* **SOURCE EXTRACT**

I’m frequently asked why some people see more success with AI than others. The following are largely hypotheses and anecdotes (not data!), but I’ll try to list several with some conjecture. I’m personally looking forward to more hard scientific research in this area I can cite one day.
Written Communication Link to heading
Experience with coding means that you’re writing frequently. Writing is the main skill you use when communicating with AI. Therefore, good written communication is transferable between the two.
This is true but incomplete, as it fails to adequately explain why LLMs are responsive to written communication - more on that to follow.
Bias Link to heading
LLMs are based on a machine learning techniques, and all machine learning techniques are inherently biased. Specifically, a core of the tech is neural networks. It’s well documented that differences in input bias the output of the model. One example - writing differently may “activate” a different set of neurons. As NNs are a sort of lossy compression mechanism, phD level writing may “activate” sections of the NN that are more closely tied to other phD level writing, resulting in phD level performance.
This is a well known limitation of all machine learning models.

* **WORK ORDER 1**
List every abbreviation that appears in the post on success with AI, giving each one once.
* **WORK ORDER 2**
Answer these questions using the post on success with AI.
(a) What does the post name as the main skill used when communicating with AI?
(b) What does the post describe neural networks as a sort of?
(c) What does the writer say they are looking forward to?
* **WORK ORDER 3**
Transcribe the post on success with AI from "I’m frequently asked" up to and including "between the two.".

* **DATA**
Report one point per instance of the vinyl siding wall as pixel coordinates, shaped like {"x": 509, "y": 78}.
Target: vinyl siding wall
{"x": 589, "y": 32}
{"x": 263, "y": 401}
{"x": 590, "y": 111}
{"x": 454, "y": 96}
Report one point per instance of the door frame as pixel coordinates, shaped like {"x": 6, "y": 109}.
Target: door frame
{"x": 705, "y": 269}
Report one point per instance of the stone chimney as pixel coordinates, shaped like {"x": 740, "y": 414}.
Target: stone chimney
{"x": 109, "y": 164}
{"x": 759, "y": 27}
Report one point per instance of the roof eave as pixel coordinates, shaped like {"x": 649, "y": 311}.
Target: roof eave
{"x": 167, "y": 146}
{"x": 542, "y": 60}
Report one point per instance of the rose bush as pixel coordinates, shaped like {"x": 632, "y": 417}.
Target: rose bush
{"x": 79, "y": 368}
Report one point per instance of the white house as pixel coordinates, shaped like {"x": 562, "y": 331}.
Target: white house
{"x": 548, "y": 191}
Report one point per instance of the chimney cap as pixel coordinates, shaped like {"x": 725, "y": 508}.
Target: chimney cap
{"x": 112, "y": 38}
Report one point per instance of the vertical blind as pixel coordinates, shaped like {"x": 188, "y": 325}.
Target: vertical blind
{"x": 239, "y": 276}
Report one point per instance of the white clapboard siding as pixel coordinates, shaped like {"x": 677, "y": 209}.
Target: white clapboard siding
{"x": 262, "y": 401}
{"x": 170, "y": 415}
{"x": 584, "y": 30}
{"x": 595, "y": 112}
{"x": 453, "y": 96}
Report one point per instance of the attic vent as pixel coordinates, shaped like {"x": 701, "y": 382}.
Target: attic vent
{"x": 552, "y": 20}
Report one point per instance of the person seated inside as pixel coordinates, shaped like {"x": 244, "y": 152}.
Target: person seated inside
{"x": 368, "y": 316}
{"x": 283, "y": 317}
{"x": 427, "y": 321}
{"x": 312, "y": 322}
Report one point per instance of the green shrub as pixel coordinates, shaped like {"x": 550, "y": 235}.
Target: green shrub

* **TASK RESULT 1**
AI, LLMs, NNs, phD

* **TASK RESULT 2**
(a) Writing.
(b) A lossy compression mechanism.
(c) More hard scientific research in this area that they can cite one day.

* **TASK RESULT 3**
I’m frequently asked why some people see more success with AI than others. The following are largely hypotheses and anecdotes (not data!), but I’ll try to list several with some conjecture. I’m personally looking forward to more hard scientific research in this area I can cite one day.
Written Communication Link to heading
Experience with coding means that you’re writing frequently. Writing is the main skill you use when communicating with AI. Therefore, good written communication is transferable between the two.